- _SET TASK A_: According to the page text on English pubs, where is the writer's local?

- _PAGE TEXT_:

= = =

This is not universal, a French bar will likely have customers address each other Monsieur le Professeur, Docteur or whatever profession they pursue. In an American bar your status is often based on how much money you make. All these things break the golden English pub rules of social discretion.
In a good pub the landlord or landlady will always be there, they will know their regulars, the relationship is based on mutual respect. Special seats or spaces are acknowledged, a good pub has an eco balance all of its own, most decent pubs welcome well behaved dogs which remarkably pick very quickly on the rules of the house.
The pulse of the nation can be felt in the ‘local’. There will be a running theme of common sense, pragmatism & practicality. Politicians hate pubs, they only visit them at election times to pretend to enjoy a pint. Politicians are wine drinkers almost to a man. They hate pubs where there is a free exchange of ideas across the social classes, which is why taxation & regulation policies are designed to close them down in large numbers. The State wants us to watch carefully controlled TV & stick to buying cheaper alcohol from their sponsors the big supermarkets.
My local, well I admit to two, serves very high quality real ale & being in the heart of rural East Yorkshire enjoys a brand of humour so politically incorrect it makes me look like a Guardian reading snowflake.
I have worked abroad over the years in various parts of the world, not for too long because I cannot live without real ale in a real pub. I have many young English friends who have little choice but to work abroad to further their professional careers, they all unhesitatingly bemoan the loss of access to a pub & the dry wicked humour that goes with them in whichever county they might be.

= = =

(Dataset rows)
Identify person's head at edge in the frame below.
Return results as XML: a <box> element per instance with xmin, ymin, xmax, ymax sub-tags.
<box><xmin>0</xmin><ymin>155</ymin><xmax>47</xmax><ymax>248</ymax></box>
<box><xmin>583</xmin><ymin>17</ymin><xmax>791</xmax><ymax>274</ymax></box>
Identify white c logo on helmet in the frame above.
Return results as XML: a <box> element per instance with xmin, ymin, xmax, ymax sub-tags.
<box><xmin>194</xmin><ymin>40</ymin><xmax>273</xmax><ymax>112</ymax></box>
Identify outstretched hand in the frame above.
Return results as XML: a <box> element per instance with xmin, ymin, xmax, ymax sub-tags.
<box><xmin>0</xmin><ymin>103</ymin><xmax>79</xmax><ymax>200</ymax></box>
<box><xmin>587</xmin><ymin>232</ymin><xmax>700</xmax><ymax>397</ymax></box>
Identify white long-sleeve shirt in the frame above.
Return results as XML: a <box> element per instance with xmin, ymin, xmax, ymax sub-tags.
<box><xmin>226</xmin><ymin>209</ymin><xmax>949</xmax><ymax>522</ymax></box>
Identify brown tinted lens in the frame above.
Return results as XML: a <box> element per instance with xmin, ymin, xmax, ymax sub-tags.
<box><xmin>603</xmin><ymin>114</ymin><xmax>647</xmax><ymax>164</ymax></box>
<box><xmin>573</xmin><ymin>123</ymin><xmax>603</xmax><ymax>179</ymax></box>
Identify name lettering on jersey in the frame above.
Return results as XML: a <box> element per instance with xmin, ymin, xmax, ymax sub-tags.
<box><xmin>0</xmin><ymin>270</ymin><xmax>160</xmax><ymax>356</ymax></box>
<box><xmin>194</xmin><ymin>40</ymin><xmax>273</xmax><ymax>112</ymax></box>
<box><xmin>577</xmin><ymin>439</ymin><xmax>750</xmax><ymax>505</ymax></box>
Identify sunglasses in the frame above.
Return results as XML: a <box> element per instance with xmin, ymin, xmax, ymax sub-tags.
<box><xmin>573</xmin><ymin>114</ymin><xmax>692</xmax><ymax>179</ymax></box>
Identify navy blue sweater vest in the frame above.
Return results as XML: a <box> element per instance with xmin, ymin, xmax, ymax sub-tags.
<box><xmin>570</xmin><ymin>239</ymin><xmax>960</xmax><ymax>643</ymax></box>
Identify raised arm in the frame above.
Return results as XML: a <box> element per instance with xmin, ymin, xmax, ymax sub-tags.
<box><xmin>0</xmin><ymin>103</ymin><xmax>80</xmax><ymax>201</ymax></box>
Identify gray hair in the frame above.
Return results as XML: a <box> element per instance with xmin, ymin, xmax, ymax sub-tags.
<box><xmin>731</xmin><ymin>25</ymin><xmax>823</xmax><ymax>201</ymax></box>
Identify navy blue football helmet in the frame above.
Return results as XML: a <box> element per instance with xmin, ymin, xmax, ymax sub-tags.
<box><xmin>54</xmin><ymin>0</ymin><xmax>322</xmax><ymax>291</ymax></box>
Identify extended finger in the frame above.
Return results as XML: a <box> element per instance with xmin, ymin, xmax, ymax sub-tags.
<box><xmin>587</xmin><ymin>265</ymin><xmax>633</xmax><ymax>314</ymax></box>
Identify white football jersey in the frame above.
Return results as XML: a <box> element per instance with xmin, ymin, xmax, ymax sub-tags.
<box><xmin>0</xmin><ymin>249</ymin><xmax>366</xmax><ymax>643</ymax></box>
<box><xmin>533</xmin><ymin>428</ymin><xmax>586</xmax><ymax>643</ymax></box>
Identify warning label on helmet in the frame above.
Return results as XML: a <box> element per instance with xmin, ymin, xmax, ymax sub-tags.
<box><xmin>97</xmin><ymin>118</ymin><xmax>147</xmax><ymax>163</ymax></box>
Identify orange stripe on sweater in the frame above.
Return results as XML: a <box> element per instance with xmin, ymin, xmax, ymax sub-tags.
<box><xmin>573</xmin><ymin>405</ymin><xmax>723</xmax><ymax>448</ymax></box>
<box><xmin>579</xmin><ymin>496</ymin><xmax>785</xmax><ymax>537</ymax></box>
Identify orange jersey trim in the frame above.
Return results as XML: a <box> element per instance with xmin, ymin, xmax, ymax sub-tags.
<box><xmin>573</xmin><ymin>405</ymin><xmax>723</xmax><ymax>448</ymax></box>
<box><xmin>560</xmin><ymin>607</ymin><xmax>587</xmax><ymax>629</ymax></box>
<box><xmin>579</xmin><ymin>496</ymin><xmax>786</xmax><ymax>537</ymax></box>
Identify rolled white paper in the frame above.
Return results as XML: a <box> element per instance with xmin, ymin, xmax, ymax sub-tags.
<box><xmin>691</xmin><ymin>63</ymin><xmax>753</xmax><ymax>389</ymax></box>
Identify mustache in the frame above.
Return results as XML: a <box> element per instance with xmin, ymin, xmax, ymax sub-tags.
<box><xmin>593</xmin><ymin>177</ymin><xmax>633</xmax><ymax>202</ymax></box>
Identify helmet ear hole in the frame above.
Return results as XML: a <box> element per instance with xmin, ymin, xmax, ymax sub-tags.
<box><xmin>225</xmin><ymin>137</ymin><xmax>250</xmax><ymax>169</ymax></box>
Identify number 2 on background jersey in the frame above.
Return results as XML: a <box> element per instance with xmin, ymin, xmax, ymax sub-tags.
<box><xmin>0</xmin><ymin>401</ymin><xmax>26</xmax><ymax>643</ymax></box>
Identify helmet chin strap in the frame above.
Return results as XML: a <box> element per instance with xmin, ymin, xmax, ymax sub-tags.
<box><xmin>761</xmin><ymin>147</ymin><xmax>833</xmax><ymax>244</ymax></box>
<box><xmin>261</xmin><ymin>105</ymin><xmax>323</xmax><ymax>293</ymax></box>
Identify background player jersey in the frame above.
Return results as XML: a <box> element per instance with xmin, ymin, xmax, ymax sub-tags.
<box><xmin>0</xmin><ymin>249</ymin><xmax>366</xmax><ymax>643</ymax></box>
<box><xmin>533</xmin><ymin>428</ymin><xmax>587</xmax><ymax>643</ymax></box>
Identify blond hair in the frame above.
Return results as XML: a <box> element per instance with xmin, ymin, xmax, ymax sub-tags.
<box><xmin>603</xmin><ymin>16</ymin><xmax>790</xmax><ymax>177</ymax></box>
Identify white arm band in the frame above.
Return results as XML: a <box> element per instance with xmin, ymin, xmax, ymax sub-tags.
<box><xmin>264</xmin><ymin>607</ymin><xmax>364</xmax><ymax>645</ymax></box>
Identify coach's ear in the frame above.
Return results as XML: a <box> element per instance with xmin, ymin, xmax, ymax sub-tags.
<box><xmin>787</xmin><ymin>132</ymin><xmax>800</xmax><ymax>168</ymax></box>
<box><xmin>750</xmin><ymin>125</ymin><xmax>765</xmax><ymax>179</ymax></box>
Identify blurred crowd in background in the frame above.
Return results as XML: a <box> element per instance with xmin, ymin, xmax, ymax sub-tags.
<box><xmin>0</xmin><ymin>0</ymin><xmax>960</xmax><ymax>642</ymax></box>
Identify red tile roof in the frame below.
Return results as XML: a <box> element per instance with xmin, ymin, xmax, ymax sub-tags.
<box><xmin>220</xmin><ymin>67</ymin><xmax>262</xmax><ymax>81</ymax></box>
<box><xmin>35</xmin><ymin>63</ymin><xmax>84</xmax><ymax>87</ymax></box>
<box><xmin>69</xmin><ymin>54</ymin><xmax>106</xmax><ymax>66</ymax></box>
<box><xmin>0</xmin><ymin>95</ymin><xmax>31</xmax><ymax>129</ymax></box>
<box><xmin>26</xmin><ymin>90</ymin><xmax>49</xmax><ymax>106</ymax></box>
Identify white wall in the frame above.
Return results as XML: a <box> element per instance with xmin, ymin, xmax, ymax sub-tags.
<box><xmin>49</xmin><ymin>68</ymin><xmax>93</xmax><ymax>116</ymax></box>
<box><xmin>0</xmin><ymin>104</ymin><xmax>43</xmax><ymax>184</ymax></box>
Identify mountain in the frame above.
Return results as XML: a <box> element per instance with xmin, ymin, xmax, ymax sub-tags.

= = =

- _SET TASK B_: In the dataset rows listing, begin at the line that has "Identify red tile roof in the frame below." and continue through the end of the listing, reproducing those lines with "red tile roof" switched to "terracotta roof" and everything else unchanged.

- _CORRECT ANSWER A_: In the heart of rural East Yorkshire.

- _CORRECT ANSWER B_:
Identify terracotta roof in the frame below.
Return results as XML: a <box> element per instance with xmin, ymin, xmax, ymax sub-tags.
<box><xmin>220</xmin><ymin>67</ymin><xmax>262</xmax><ymax>81</ymax></box>
<box><xmin>35</xmin><ymin>63</ymin><xmax>84</xmax><ymax>87</ymax></box>
<box><xmin>69</xmin><ymin>54</ymin><xmax>106</xmax><ymax>66</ymax></box>
<box><xmin>0</xmin><ymin>95</ymin><xmax>31</xmax><ymax>129</ymax></box>
<box><xmin>26</xmin><ymin>90</ymin><xmax>49</xmax><ymax>106</ymax></box>
Identify white wall in the frame above.
Return results as XML: a <box> element per instance with xmin, ymin, xmax, ymax sub-tags.
<box><xmin>49</xmin><ymin>68</ymin><xmax>93</xmax><ymax>116</ymax></box>
<box><xmin>0</xmin><ymin>104</ymin><xmax>43</xmax><ymax>184</ymax></box>
Identify mountain in the frame above.
Return results as XML: a <box> element per instance with xmin, ymin, xmax, ymax sub-tags.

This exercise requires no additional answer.